_Dataset records_.
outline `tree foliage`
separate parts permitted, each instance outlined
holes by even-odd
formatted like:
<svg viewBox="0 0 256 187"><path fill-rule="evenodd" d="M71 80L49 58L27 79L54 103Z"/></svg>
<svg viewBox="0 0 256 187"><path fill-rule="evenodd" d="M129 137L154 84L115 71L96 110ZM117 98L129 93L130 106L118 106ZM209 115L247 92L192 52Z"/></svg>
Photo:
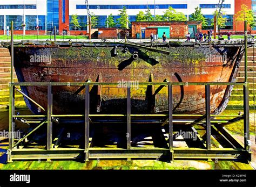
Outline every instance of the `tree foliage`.
<svg viewBox="0 0 256 187"><path fill-rule="evenodd" d="M92 28L95 28L99 24L99 17L95 16L93 13L91 13L91 26Z"/></svg>
<svg viewBox="0 0 256 187"><path fill-rule="evenodd" d="M195 11L191 14L190 17L190 21L202 21L202 26L207 25L206 18L205 18L202 13L201 8L197 6L195 9Z"/></svg>
<svg viewBox="0 0 256 187"><path fill-rule="evenodd" d="M244 4L241 6L241 10L235 14L235 19L237 21L247 21L250 27L253 27L256 24L253 10Z"/></svg>
<svg viewBox="0 0 256 187"><path fill-rule="evenodd" d="M182 12L177 12L174 9L169 7L169 9L164 12L163 16L164 21L186 21L187 17Z"/></svg>
<svg viewBox="0 0 256 187"><path fill-rule="evenodd" d="M114 18L112 13L111 13L106 19L105 22L105 25L107 27L113 27L116 25L116 23L114 22Z"/></svg>
<svg viewBox="0 0 256 187"><path fill-rule="evenodd" d="M145 21L145 19L144 12L142 11L136 15L136 21Z"/></svg>
<svg viewBox="0 0 256 187"><path fill-rule="evenodd" d="M151 12L150 12L150 9L149 7L147 8L147 10L146 10L145 12L146 13L145 14L145 19L146 21L153 21L154 19L152 15Z"/></svg>
<svg viewBox="0 0 256 187"><path fill-rule="evenodd" d="M118 16L120 18L117 19L117 23L122 28L129 28L129 24L131 23L129 20L129 16L127 14L126 8L124 6L122 10L119 10L120 13Z"/></svg>
<svg viewBox="0 0 256 187"><path fill-rule="evenodd" d="M160 15L156 15L156 21L163 21L163 16Z"/></svg>
<svg viewBox="0 0 256 187"><path fill-rule="evenodd" d="M218 10L215 10L213 13L213 17L216 16L217 17L218 13L219 13ZM227 18L225 18L223 16L226 15L226 13L225 12L221 11L219 16L219 18L218 18L217 20L217 25L220 27L220 28L224 28L226 26L226 23L227 22ZM214 25L214 19L212 18L211 20L212 21L212 26L213 26Z"/></svg>

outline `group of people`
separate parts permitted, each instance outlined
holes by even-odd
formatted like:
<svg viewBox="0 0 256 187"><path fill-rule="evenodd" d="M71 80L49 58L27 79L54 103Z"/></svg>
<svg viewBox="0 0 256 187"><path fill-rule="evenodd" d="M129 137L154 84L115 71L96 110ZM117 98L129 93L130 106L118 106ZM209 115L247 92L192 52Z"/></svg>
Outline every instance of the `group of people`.
<svg viewBox="0 0 256 187"><path fill-rule="evenodd" d="M227 39L228 40L230 40L230 37L231 36L232 32L228 32L227 33ZM212 30L208 30L206 33L204 33L203 34L201 32L197 32L195 34L195 39L196 41L199 41L203 42L203 40L204 40L204 42L209 42L212 41ZM190 42L190 40L191 39L191 34L190 33L188 33L187 34L186 34L186 37L187 38L186 42ZM221 38L222 35L219 35L219 38Z"/></svg>
<svg viewBox="0 0 256 187"><path fill-rule="evenodd" d="M165 42L166 41L166 35L165 34L165 32L164 32L164 34L162 35L163 38L163 42ZM151 32L151 34L150 34L150 42L152 42L152 41L154 41L154 34L153 32Z"/></svg>
<svg viewBox="0 0 256 187"><path fill-rule="evenodd" d="M230 37L232 34L231 32L228 32L227 34L227 39L228 40L230 40ZM212 30L211 29L210 30L208 30L206 33L204 33L203 34L202 32L198 32L196 33L195 34L195 39L196 41L199 41L199 42L203 42L203 40L204 40L204 42L209 42L212 41ZM191 34L190 32L187 33L187 34L186 34L186 37L187 38L187 40L186 41L186 42L190 42L190 40L191 39ZM165 32L164 32L164 34L163 34L162 36L163 38L163 42L166 42L166 35L165 34ZM219 35L219 38L222 38L222 35ZM150 42L154 41L154 34L153 32L151 33L151 34L150 35Z"/></svg>

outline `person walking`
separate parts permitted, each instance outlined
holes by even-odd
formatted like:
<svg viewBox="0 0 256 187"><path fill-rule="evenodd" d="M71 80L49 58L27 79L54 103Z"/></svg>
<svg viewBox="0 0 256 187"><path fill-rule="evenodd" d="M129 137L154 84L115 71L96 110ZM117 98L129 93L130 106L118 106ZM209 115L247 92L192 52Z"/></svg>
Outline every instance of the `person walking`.
<svg viewBox="0 0 256 187"><path fill-rule="evenodd" d="M151 32L151 34L150 34L150 42L152 42L154 41L154 34L153 34L153 32Z"/></svg>
<svg viewBox="0 0 256 187"><path fill-rule="evenodd" d="M205 32L204 34L204 39L205 39L205 42L206 42L207 41L207 34Z"/></svg>
<svg viewBox="0 0 256 187"><path fill-rule="evenodd" d="M164 34L163 34L162 38L163 42L165 42L166 41L166 35L165 35L165 32L164 32Z"/></svg>
<svg viewBox="0 0 256 187"><path fill-rule="evenodd" d="M201 42L203 41L203 33L199 32L199 41Z"/></svg>
<svg viewBox="0 0 256 187"><path fill-rule="evenodd" d="M210 31L208 31L207 33L208 33L208 42L210 42L211 41L212 41L212 38L211 38L212 34L211 34L211 32Z"/></svg>
<svg viewBox="0 0 256 187"><path fill-rule="evenodd" d="M230 36L231 35L231 33L230 32L228 32L227 34L227 40L230 40Z"/></svg>
<svg viewBox="0 0 256 187"><path fill-rule="evenodd" d="M187 37L187 42L190 42L190 33L189 32L187 33L187 34L186 35L186 37Z"/></svg>

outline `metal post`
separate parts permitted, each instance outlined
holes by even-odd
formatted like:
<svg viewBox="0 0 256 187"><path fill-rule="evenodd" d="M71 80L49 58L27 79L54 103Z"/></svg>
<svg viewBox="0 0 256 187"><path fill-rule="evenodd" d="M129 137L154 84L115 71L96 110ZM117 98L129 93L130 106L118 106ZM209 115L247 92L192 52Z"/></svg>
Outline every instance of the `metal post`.
<svg viewBox="0 0 256 187"><path fill-rule="evenodd" d="M247 21L245 21L245 82L247 82Z"/></svg>
<svg viewBox="0 0 256 187"><path fill-rule="evenodd" d="M211 110L210 110L210 86L205 85L205 110L206 119L206 148L211 150Z"/></svg>
<svg viewBox="0 0 256 187"><path fill-rule="evenodd" d="M89 112L90 112L90 93L89 85L85 85L85 161L89 160L89 138L90 138L90 126L89 126Z"/></svg>
<svg viewBox="0 0 256 187"><path fill-rule="evenodd" d="M52 121L51 115L52 114L52 94L51 83L48 85L48 111L47 111L47 150L51 150L52 141Z"/></svg>
<svg viewBox="0 0 256 187"><path fill-rule="evenodd" d="M171 160L173 160L173 132L172 124L172 85L168 85L168 99L169 111L169 149L171 153Z"/></svg>
<svg viewBox="0 0 256 187"><path fill-rule="evenodd" d="M14 86L12 83L14 82L14 21L11 23L11 82L10 83L10 97L9 97L9 132L11 135L9 137L9 155L8 157L8 162L11 162L11 152L12 150L12 146L14 143L13 137L14 130L14 121L13 116L14 114L14 102L15 95L14 91Z"/></svg>
<svg viewBox="0 0 256 187"><path fill-rule="evenodd" d="M213 38L216 39L216 29L217 29L217 20L216 20L216 15L214 15L214 30L213 30Z"/></svg>
<svg viewBox="0 0 256 187"><path fill-rule="evenodd" d="M131 88L127 88L127 149L131 149Z"/></svg>
<svg viewBox="0 0 256 187"><path fill-rule="evenodd" d="M249 88L247 74L247 21L245 21L245 85L244 85L244 131L245 149L248 150L250 141Z"/></svg>
<svg viewBox="0 0 256 187"><path fill-rule="evenodd" d="M56 26L54 26L54 41L56 41Z"/></svg>
<svg viewBox="0 0 256 187"><path fill-rule="evenodd" d="M14 21L11 23L11 83L14 82Z"/></svg>

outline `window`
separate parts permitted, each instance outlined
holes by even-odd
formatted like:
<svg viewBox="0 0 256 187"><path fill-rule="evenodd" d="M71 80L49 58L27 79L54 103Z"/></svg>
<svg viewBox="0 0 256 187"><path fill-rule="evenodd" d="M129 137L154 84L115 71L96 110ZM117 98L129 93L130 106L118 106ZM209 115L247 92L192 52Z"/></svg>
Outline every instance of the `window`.
<svg viewBox="0 0 256 187"><path fill-rule="evenodd" d="M36 16L26 16L26 30L36 30ZM38 16L39 30L45 30L45 16Z"/></svg>
<svg viewBox="0 0 256 187"><path fill-rule="evenodd" d="M62 23L66 22L65 18L66 12L66 0L62 0Z"/></svg>
<svg viewBox="0 0 256 187"><path fill-rule="evenodd" d="M59 29L59 1L47 1L47 30L53 32L54 27Z"/></svg>
<svg viewBox="0 0 256 187"><path fill-rule="evenodd" d="M213 19L213 15L204 15L204 16L206 18L207 25L203 27L203 29L213 29L213 26L212 26L212 20ZM223 17L227 18L227 22L226 22L225 28L221 28L220 29L233 30L233 15L225 15Z"/></svg>
<svg viewBox="0 0 256 187"><path fill-rule="evenodd" d="M0 9L23 9L23 4L0 5ZM36 9L36 4L25 4L26 9Z"/></svg>
<svg viewBox="0 0 256 187"><path fill-rule="evenodd" d="M22 30L22 16L6 16L6 26L11 28L11 21L14 21L14 30Z"/></svg>
<svg viewBox="0 0 256 187"><path fill-rule="evenodd" d="M87 16L77 16L77 19L79 23L80 28L77 28L77 30L79 31L86 31L87 30ZM75 28L73 25L71 24L70 22L72 20L71 16L69 17L69 30L70 31L75 31Z"/></svg>
<svg viewBox="0 0 256 187"><path fill-rule="evenodd" d="M90 5L90 9L123 9L125 6L127 9L146 9L148 7L151 9L154 9L154 4L149 5ZM173 9L187 9L187 4L156 4L156 8L157 9L167 9L169 7ZM85 5L76 5L77 9L86 9Z"/></svg>
<svg viewBox="0 0 256 187"><path fill-rule="evenodd" d="M4 28L4 16L0 16L0 30Z"/></svg>
<svg viewBox="0 0 256 187"><path fill-rule="evenodd" d="M106 16L98 16L98 26L96 27L105 27L105 23L107 18Z"/></svg>
<svg viewBox="0 0 256 187"><path fill-rule="evenodd" d="M215 9L217 8L218 4L200 4L200 8L202 9ZM231 5L230 4L223 4L223 9L230 9Z"/></svg>

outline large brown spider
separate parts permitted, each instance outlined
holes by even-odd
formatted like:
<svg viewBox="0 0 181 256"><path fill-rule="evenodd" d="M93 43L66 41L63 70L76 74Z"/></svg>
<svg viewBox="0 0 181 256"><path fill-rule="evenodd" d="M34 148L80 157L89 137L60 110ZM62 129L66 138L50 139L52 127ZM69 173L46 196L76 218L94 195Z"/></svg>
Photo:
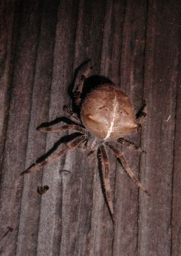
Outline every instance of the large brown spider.
<svg viewBox="0 0 181 256"><path fill-rule="evenodd" d="M109 162L106 147L114 152L130 178L139 188L148 194L148 192L127 165L121 151L111 143L114 141L118 144L131 147L143 152L143 151L140 147L122 138L124 135L138 129L141 118L139 119L139 117L135 115L131 100L120 88L112 82L106 82L99 84L98 86L94 86L93 89L92 88L92 90L87 94L86 97L83 98L85 82L92 69L88 62L86 63L86 68L85 68L85 65L83 65L84 69L81 70L81 72L79 72L79 76L78 73L76 80L77 84L75 84L74 99L79 109L79 114L66 107L67 112L71 115L71 120L73 119L72 124L51 127L40 126L38 129L43 132L59 131L71 129L79 133L63 149L43 160L35 162L28 169L22 172L22 174L42 168L69 150L81 145L84 145L87 149L89 149L89 155L98 151L101 160L101 171L106 200L113 220L114 207L111 196ZM142 110L143 115L144 115L143 109Z"/></svg>

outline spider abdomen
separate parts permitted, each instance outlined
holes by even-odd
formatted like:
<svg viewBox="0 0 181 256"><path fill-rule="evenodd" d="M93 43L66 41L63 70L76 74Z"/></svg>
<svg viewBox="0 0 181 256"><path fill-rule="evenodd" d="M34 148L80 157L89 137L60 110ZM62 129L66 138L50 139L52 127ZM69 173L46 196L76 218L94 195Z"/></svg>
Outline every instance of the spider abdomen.
<svg viewBox="0 0 181 256"><path fill-rule="evenodd" d="M110 84L102 85L89 94L81 115L85 127L104 140L119 138L137 127L131 100L120 88Z"/></svg>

_Given instruction_. Could you give the lines from the very first one above through the line containing "28L95 28L99 24L99" as a JSON list of strings, one string per line with blank lines left out? Leave the pictures out of the answer.

_Problem solution_.
[
  "outline `tree foliage`",
  "separate parts permitted, each instance outlined",
  "holes by even-odd",
  "formatted like:",
  "<svg viewBox=\"0 0 256 187\"><path fill-rule=\"evenodd\" d=\"M71 80L49 58L27 79L54 103Z\"/></svg>",
  "<svg viewBox=\"0 0 256 187\"><path fill-rule=\"evenodd\" d=\"M129 137L154 84L115 71L96 110ZM117 98L129 93L130 106L118 106ZM209 115L247 92L192 52Z\"/></svg>",
  "Photo:",
  "Outline every instance of the `tree foliage`.",
  "<svg viewBox=\"0 0 256 187\"><path fill-rule=\"evenodd\" d=\"M92 28L95 28L99 24L99 17L95 16L93 13L91 13L91 26Z\"/></svg>"
]